• WORK TO COMPLETE
For each line of the data below that contains "lamp", return that line.

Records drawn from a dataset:
--------------------------------------------------

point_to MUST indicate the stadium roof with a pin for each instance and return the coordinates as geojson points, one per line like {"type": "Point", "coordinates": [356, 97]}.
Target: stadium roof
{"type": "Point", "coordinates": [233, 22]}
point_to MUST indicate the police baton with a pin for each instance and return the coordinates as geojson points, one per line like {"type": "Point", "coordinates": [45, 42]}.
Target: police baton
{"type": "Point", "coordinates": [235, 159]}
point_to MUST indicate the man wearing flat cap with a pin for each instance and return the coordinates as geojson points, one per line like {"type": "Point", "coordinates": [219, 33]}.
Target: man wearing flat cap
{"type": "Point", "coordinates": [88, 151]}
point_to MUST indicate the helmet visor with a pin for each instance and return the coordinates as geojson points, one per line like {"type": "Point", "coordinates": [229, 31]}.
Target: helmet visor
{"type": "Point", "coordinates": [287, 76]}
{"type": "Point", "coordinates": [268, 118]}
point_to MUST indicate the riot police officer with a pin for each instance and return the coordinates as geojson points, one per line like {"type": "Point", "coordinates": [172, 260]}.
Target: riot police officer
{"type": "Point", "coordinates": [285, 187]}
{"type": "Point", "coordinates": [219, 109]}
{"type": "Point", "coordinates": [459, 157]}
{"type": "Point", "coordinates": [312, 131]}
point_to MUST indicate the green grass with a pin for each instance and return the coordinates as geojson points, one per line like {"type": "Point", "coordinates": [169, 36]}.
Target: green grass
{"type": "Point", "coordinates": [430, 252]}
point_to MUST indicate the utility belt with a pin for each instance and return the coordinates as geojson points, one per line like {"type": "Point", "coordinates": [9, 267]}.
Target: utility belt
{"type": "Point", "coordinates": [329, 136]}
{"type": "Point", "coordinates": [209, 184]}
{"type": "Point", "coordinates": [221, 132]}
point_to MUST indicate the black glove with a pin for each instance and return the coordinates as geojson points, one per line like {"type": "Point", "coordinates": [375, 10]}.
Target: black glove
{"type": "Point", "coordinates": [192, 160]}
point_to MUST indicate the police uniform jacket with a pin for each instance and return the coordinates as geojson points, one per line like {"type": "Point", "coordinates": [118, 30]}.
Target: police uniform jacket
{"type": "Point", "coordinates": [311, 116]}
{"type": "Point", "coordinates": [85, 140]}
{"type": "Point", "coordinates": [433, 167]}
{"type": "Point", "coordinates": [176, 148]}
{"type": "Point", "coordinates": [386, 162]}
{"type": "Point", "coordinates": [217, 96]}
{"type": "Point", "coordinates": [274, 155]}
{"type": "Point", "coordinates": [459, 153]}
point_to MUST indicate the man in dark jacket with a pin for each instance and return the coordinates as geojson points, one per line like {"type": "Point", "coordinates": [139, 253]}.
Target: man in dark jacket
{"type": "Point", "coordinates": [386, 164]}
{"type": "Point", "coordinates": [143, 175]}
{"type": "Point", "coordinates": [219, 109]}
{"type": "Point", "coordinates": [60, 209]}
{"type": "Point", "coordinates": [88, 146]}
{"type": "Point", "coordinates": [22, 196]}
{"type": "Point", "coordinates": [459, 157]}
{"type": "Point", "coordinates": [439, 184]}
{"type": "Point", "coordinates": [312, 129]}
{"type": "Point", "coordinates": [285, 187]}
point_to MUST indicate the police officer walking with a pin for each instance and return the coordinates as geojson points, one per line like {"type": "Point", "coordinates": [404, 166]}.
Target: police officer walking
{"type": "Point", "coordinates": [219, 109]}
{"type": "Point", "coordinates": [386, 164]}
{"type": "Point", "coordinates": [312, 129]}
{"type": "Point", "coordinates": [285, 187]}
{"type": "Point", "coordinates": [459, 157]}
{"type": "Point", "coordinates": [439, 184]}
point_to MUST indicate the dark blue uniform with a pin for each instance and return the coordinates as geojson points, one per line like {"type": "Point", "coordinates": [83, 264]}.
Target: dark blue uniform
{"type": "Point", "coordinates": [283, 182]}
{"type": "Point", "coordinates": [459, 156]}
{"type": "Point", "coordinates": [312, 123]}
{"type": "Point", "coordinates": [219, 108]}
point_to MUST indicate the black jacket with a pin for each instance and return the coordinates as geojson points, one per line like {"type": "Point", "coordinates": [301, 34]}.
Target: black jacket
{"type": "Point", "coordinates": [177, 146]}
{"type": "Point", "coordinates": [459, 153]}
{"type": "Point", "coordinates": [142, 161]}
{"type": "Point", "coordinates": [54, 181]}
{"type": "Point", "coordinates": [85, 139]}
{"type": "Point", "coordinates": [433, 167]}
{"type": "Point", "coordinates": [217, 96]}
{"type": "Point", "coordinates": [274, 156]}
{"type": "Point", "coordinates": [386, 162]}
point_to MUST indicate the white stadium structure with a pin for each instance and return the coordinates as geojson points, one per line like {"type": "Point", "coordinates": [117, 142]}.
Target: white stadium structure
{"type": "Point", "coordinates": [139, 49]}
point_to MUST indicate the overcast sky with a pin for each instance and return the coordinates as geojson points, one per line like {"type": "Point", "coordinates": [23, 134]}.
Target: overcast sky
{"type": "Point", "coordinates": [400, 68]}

--------------------------------------------------

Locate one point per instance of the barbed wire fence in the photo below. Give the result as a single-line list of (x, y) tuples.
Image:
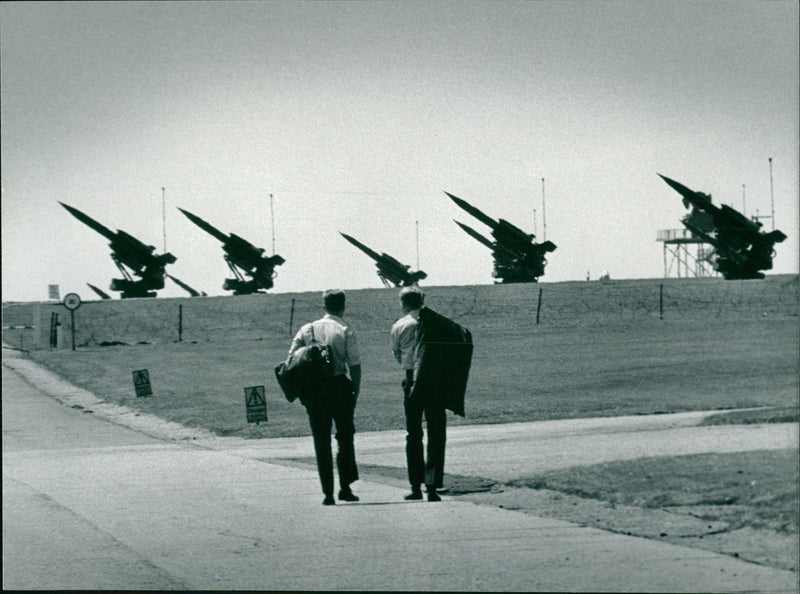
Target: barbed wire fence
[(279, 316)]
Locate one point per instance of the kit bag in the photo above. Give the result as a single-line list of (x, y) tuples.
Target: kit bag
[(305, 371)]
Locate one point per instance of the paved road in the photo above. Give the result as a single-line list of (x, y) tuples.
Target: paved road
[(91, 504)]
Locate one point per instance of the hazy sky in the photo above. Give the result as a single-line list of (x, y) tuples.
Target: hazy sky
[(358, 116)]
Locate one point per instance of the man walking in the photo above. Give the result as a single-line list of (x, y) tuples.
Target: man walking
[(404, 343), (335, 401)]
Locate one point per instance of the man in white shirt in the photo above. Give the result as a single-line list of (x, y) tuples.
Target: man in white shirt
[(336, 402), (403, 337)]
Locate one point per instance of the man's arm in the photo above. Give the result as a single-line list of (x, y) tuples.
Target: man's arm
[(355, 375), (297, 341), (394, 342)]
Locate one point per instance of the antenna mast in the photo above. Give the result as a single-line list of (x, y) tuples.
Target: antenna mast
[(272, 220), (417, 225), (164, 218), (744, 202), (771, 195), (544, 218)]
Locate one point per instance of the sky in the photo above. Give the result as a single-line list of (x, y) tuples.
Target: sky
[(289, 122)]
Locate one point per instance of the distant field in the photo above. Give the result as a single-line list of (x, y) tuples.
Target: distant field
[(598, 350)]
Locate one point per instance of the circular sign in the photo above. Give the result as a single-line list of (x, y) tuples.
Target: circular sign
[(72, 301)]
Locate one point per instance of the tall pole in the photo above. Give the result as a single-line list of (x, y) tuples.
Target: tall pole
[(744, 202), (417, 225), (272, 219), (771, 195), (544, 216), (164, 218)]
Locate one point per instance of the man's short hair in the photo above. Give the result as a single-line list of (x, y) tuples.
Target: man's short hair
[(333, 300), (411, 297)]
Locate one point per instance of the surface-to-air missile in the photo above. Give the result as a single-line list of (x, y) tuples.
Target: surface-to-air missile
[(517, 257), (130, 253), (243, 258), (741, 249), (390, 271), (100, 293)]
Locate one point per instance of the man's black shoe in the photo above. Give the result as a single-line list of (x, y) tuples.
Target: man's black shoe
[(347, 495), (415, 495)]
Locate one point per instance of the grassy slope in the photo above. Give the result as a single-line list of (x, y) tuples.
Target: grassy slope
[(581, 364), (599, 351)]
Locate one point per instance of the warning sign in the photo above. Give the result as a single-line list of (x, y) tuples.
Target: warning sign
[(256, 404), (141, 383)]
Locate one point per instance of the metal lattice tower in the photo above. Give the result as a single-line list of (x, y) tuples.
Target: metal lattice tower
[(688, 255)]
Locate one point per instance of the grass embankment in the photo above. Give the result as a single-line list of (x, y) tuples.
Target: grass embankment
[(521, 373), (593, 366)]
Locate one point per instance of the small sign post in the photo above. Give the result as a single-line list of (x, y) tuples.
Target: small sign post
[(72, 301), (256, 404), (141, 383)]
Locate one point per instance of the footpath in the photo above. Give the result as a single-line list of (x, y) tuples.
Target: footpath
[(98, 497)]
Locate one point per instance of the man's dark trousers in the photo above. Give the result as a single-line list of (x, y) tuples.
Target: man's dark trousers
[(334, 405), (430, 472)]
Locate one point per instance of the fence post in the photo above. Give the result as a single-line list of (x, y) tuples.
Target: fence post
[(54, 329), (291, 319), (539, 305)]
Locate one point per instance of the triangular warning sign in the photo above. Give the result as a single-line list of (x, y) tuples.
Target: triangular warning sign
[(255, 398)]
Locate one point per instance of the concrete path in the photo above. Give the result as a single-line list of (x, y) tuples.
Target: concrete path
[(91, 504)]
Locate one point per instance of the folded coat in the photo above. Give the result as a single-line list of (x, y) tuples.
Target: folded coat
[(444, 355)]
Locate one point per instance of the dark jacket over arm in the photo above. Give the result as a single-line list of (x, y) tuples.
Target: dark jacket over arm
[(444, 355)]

--------------------------------------------------

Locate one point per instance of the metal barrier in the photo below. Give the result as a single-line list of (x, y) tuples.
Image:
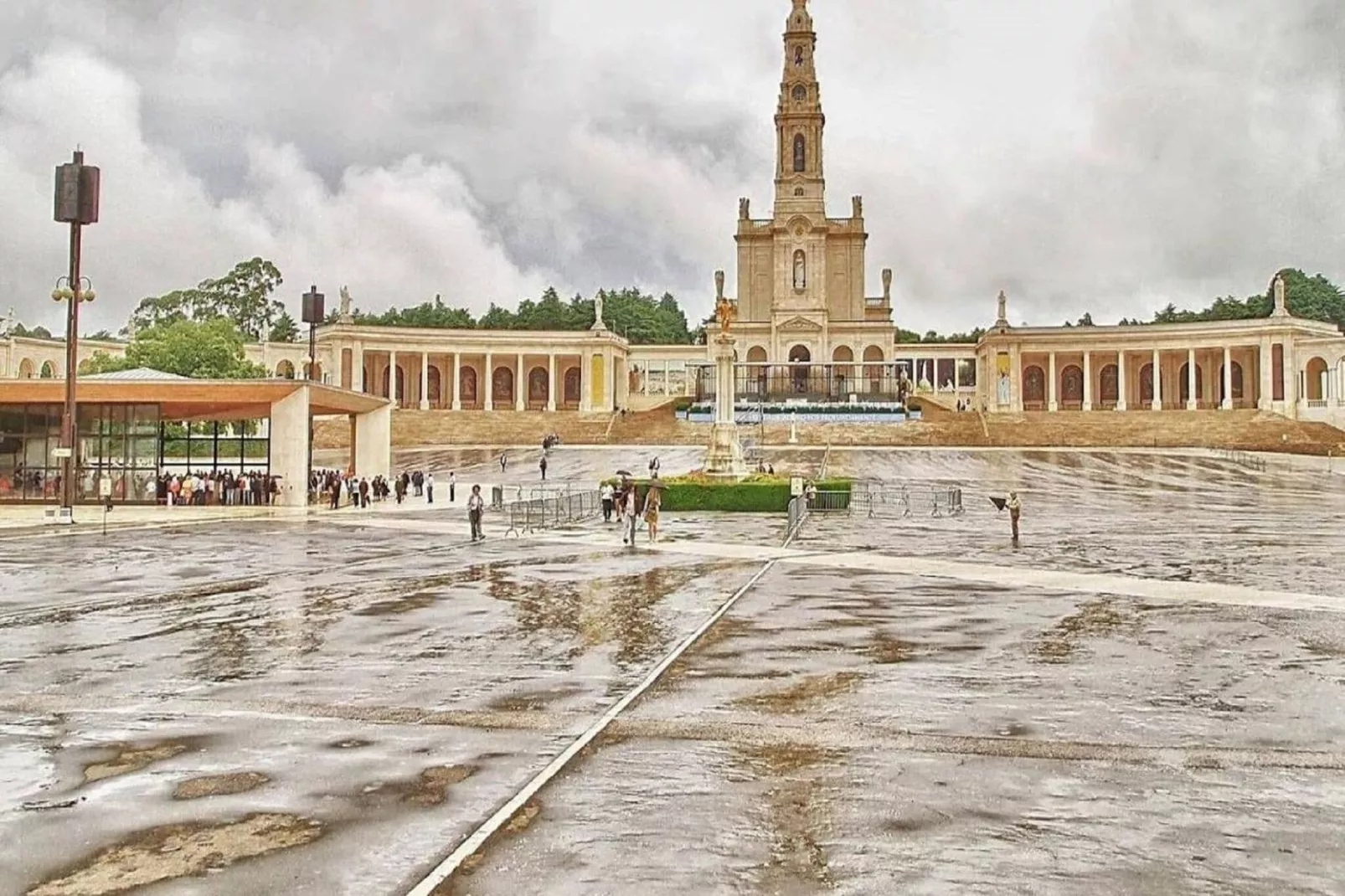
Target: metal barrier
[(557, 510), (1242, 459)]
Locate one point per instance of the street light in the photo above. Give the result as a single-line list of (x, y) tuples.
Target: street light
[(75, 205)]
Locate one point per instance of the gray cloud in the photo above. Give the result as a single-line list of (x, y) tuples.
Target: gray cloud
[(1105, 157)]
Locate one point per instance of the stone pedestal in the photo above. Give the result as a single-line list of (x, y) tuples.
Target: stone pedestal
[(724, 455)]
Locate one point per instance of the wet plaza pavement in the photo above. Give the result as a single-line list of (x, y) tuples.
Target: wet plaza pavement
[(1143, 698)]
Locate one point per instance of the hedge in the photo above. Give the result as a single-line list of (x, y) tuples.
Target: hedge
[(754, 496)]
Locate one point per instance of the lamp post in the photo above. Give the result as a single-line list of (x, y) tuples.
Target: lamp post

--------------------------------------------------

• SOLVED EXERCISE
Locate one point per instance of the lamp post in the photo above. Give the result as a single-line list of (x, y) tuples.
Target: lamp post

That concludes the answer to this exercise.